Indeed, squinting anew at the language of these plays reveals a fascination with darkness, lesions, pathology, and contagion hiding behind the mask of purity which could be (and undoubtedly has been) the subject of many works of literary criticism and scholarship.

Yet to my ears, the most pure plague poem from Shakespeare is really a poem which is unabashedly about death and how it brings an end to all want, anxiety, political strife, pain and anxiety (even as it ends all pleasure, learning, longing, and love).  The poem was (probably) written a half decade after the 1606 outbreak in London [I apologize for all of these words like “seems” and “probably” but we don’t have a lot of certainties about Shakespeare’s human life].  It takes the form of a valedictory song in Cymbeline, that strange and impossible-to-characterize late work which dates from Shakespeare’s final years as a writer.  After reading Cymbeline, Lytton Strachey opined that it is “difficult to resist the conclusion that [Shakespeare] was getting bored himself. Bored with people, bored with real life, bored with drama, bored, in fact, with everything except poetry and poetical dreams.”

--- Set problem a ---
In the records, rewrite everything from the first line through the line containing "M 35 82 L 38", changing "no entry sign" to "stop sign" and leaving all else untouched. Give back only those lines.

--- Entries ---
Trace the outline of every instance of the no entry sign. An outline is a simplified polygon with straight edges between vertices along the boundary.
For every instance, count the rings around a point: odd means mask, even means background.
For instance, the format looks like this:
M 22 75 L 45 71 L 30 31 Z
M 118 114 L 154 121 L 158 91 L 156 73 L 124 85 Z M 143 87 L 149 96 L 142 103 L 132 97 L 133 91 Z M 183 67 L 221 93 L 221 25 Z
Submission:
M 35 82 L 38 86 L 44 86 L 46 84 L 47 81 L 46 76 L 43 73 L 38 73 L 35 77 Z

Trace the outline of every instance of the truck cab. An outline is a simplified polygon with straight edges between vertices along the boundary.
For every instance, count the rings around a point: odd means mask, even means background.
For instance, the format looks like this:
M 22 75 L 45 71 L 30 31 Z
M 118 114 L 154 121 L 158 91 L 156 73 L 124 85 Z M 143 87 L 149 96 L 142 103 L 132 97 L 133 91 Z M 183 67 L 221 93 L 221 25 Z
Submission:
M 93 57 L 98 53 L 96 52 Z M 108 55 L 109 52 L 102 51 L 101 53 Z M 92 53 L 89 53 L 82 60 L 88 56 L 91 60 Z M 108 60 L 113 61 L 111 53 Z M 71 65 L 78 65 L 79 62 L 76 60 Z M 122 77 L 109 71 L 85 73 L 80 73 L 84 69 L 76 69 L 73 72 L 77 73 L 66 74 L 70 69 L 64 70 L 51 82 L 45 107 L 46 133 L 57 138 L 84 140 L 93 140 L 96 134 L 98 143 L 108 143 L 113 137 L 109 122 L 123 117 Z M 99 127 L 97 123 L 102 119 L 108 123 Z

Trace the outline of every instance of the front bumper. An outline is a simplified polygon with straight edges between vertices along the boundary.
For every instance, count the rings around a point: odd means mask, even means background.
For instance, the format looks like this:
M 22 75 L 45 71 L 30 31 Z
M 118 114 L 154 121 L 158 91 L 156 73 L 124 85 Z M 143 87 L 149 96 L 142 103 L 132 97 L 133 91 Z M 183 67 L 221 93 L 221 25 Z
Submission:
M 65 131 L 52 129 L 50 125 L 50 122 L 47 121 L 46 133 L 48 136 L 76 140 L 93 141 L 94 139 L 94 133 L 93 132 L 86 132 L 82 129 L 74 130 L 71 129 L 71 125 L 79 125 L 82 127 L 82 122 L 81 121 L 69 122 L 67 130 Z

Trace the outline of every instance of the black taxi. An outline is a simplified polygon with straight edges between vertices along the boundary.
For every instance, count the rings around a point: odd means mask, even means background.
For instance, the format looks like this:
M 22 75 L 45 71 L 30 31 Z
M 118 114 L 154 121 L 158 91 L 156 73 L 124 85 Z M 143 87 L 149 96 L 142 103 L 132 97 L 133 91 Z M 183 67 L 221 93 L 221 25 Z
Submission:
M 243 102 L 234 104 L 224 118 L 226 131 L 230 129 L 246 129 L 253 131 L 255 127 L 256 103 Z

--- Set problem b ---
Copy the part of the Shakespeare excerpt from "Indeed, squinting anew" to "criticism and scholarship." without any changes.

--- Correct result a ---
Trace the outline of every instance of the stop sign. An outline is a simplified polygon with straight edges between vertices along the boundary.
For every instance, count the rings around a point: odd means mask, even means background.
For instance, the format looks like this:
M 22 75 L 45 71 L 30 31 Z
M 118 114 L 154 121 L 158 91 L 156 73 L 124 85 Z M 143 87 L 149 96 L 142 103 L 132 97 L 133 91 Z M 183 67 L 221 93 L 221 25 Z
Submission:
M 35 82 L 38 86 L 44 86 L 46 84 L 47 81 L 46 76 L 43 73 L 38 73 L 35 77 Z

--- Correct result b ---
Indeed, squinting anew at the language of these plays reveals a fascination with darkness, lesions, pathology, and contagion hiding behind the mask of purity which could be (and undoubtedly has been) the subject of many works of literary criticism and scholarship.